BEGIN Dataset records

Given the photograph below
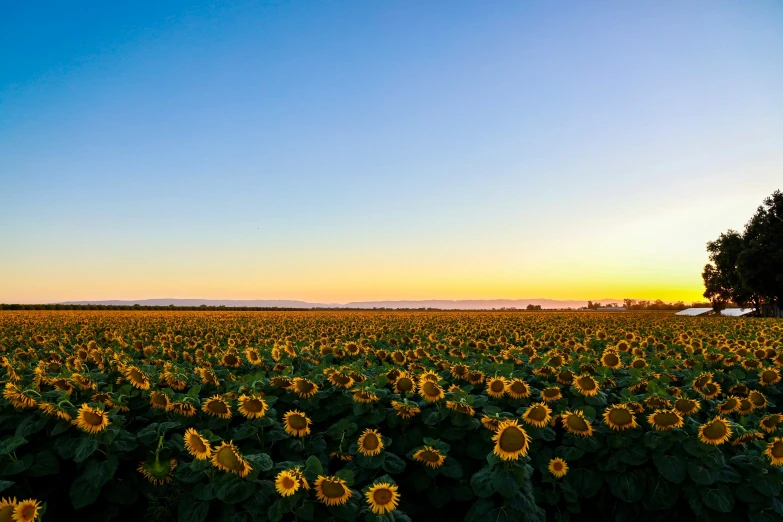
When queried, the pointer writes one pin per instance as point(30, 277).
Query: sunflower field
point(384, 416)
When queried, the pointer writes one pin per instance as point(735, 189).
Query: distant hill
point(443, 304)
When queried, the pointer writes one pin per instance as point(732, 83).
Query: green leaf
point(720, 498)
point(628, 486)
point(82, 493)
point(10, 444)
point(671, 467)
point(86, 447)
point(190, 510)
point(701, 474)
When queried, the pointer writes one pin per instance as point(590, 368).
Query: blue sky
point(374, 150)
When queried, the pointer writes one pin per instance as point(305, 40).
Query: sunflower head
point(197, 445)
point(382, 498)
point(511, 441)
point(558, 467)
point(431, 457)
point(227, 458)
point(296, 423)
point(370, 443)
point(332, 491)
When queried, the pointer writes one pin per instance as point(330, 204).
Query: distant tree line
point(747, 268)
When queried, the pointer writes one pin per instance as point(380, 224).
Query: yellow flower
point(715, 432)
point(227, 458)
point(558, 467)
point(252, 407)
point(91, 420)
point(511, 441)
point(538, 415)
point(775, 451)
point(332, 491)
point(620, 417)
point(431, 457)
point(296, 423)
point(197, 445)
point(382, 498)
point(370, 443)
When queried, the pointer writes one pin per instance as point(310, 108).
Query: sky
point(348, 150)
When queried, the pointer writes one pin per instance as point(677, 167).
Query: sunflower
point(431, 457)
point(558, 467)
point(769, 423)
point(91, 420)
point(382, 498)
point(286, 483)
point(491, 423)
point(159, 400)
point(17, 397)
point(217, 407)
point(227, 458)
point(404, 384)
point(775, 451)
point(517, 389)
point(197, 445)
point(430, 391)
point(332, 491)
point(370, 443)
point(296, 423)
point(405, 411)
point(551, 394)
point(620, 417)
point(611, 359)
point(137, 378)
point(769, 376)
point(461, 407)
point(715, 432)
point(664, 420)
point(511, 441)
point(538, 415)
point(496, 387)
point(25, 511)
point(183, 408)
point(575, 422)
point(7, 506)
point(157, 472)
point(252, 406)
point(687, 406)
point(747, 437)
point(304, 388)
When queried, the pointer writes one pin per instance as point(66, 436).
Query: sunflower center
point(370, 441)
point(297, 422)
point(253, 405)
point(228, 458)
point(620, 416)
point(382, 496)
point(537, 413)
point(429, 456)
point(405, 384)
point(716, 430)
point(93, 419)
point(666, 419)
point(512, 439)
point(586, 383)
point(577, 423)
point(332, 489)
point(217, 407)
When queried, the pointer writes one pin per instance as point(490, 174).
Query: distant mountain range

END Dataset records

What you have to do:
The answer should contain only the lines from the beginning of the material above through the line with "as point(66, 436).", retyped exactly, with the pictures removed.

Solved exercise:
Given the photograph below
When queried, the pointer writes one pin per instance as point(30, 277).
Query: sunflower field
point(384, 416)
When queried, the pointer writes one pin per instance as point(735, 189).
Query: distant hill
point(443, 304)
When queried, the pointer writes one pin per instance as point(732, 83).
Query: green leaf
point(720, 498)
point(628, 486)
point(82, 493)
point(10, 444)
point(671, 467)
point(86, 447)
point(190, 510)
point(701, 474)
When queried, the pointer writes one pin per instance as point(590, 368).
Query: blue sky
point(374, 150)
When queried, the pointer writes one pin per instance as point(305, 40).
Query: sunflower head
point(197, 445)
point(382, 498)
point(511, 441)
point(558, 467)
point(431, 457)
point(227, 458)
point(296, 423)
point(370, 443)
point(332, 491)
When queried, the pointer writes one pin per instance as point(330, 204).
Query: distant tree line
point(747, 268)
When queried, the pointer writes one pin per instance as point(380, 224).
Query: yellow flower
point(715, 432)
point(227, 458)
point(558, 467)
point(252, 407)
point(91, 420)
point(511, 441)
point(538, 415)
point(775, 451)
point(332, 491)
point(620, 417)
point(431, 457)
point(296, 423)
point(197, 445)
point(382, 498)
point(370, 443)
When queried, the pointer writes one pin per instance as point(310, 108).
Query: sky
point(348, 150)
When queried, the pointer writes one pin per instance as point(677, 167).
Query: sunflower
point(431, 457)
point(558, 467)
point(769, 423)
point(91, 420)
point(382, 498)
point(286, 483)
point(491, 423)
point(159, 400)
point(17, 397)
point(217, 407)
point(227, 458)
point(404, 384)
point(775, 451)
point(517, 389)
point(197, 445)
point(430, 391)
point(332, 491)
point(370, 443)
point(296, 423)
point(405, 411)
point(551, 394)
point(620, 417)
point(611, 359)
point(137, 378)
point(769, 376)
point(461, 407)
point(715, 432)
point(664, 420)
point(511, 441)
point(538, 415)
point(496, 387)
point(25, 511)
point(183, 408)
point(575, 422)
point(7, 506)
point(157, 472)
point(252, 406)
point(687, 406)
point(747, 437)
point(304, 388)
When queried, the pointer writes one pin per instance as point(66, 436).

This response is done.